*WRITTEN INSTRUCTION*. Please write out the records again from the line containing "I bet you can't find the van side" through the end of the records, requests included, adding 142 to every box coordinate in the answers.

═════ DATA SUPPLIED ═════

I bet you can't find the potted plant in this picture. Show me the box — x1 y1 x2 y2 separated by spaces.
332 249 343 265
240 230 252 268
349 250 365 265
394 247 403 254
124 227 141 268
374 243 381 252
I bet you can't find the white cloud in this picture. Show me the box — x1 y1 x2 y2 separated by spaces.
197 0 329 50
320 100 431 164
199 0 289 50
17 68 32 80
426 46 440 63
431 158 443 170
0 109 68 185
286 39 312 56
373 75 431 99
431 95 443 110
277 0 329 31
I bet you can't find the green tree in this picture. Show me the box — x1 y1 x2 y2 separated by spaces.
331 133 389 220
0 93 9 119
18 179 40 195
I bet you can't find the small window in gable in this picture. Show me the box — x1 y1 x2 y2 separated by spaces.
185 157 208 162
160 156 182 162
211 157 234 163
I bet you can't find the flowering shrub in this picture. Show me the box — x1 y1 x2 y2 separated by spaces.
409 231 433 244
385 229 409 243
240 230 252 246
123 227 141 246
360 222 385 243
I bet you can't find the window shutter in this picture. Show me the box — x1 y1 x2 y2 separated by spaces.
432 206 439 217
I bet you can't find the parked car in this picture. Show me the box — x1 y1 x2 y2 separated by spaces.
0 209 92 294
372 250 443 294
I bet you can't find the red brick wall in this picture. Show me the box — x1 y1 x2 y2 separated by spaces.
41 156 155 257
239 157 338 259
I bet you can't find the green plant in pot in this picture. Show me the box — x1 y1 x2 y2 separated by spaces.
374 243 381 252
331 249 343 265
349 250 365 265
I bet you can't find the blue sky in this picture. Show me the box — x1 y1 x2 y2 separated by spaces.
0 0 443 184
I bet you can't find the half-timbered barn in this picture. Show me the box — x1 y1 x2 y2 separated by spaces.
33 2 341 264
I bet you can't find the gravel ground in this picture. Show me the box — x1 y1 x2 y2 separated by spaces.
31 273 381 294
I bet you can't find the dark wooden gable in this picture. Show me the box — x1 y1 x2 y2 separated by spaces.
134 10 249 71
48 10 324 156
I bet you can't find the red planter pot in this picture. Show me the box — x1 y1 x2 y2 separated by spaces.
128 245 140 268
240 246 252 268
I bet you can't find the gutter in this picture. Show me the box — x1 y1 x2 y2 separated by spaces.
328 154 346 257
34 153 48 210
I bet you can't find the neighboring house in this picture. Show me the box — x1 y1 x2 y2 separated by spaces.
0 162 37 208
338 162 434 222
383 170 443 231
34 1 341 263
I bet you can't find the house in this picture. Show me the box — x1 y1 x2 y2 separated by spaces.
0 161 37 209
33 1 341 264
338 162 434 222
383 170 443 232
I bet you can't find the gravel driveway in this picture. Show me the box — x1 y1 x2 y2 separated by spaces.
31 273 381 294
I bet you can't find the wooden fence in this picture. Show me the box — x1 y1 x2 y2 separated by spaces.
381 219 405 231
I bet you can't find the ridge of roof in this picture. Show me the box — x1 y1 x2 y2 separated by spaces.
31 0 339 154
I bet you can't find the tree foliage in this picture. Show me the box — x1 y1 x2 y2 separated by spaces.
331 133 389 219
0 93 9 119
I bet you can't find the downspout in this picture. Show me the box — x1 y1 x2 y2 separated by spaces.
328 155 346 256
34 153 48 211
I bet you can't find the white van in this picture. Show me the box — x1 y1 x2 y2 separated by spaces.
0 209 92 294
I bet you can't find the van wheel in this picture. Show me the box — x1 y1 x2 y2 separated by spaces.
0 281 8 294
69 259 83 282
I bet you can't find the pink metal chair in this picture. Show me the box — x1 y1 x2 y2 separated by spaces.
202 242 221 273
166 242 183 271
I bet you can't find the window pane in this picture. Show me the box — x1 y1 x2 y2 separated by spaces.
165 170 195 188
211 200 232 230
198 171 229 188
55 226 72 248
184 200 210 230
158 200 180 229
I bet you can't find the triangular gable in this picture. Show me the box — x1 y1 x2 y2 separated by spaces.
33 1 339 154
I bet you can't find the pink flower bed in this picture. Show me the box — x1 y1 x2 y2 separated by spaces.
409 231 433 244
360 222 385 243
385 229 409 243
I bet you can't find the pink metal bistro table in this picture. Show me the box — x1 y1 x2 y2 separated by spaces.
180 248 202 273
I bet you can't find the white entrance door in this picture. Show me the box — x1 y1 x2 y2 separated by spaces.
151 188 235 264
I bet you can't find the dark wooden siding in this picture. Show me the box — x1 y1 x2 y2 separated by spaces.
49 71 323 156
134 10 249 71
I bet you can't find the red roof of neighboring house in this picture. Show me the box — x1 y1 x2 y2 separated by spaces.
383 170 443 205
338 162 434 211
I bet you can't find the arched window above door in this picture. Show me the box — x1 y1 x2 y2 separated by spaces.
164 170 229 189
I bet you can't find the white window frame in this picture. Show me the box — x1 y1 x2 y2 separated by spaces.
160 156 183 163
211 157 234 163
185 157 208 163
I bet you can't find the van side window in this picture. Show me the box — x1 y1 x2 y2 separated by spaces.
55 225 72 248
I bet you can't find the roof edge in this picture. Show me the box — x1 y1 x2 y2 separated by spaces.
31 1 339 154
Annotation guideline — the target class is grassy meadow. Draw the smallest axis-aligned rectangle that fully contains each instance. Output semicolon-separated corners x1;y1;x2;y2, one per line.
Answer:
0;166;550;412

═════

*REPLY*.
I bet you can't find the van side window in this picture. Show me the box — x1 y1 x2 y2 separated by spaces.
197 367 214 390
I bet you can't find the roof edge in this picture. Show me the box — x1 y1 x2 y2 separated by spaces.
173 143 481 296
Annotation guideline — the target class is grassy meadow. Draw the smallest axis-aligned rectangle that fully contains each instance. Output semicolon-separated corners x1;y1;x2;y2, one per line.
Answer:
142;308;692;554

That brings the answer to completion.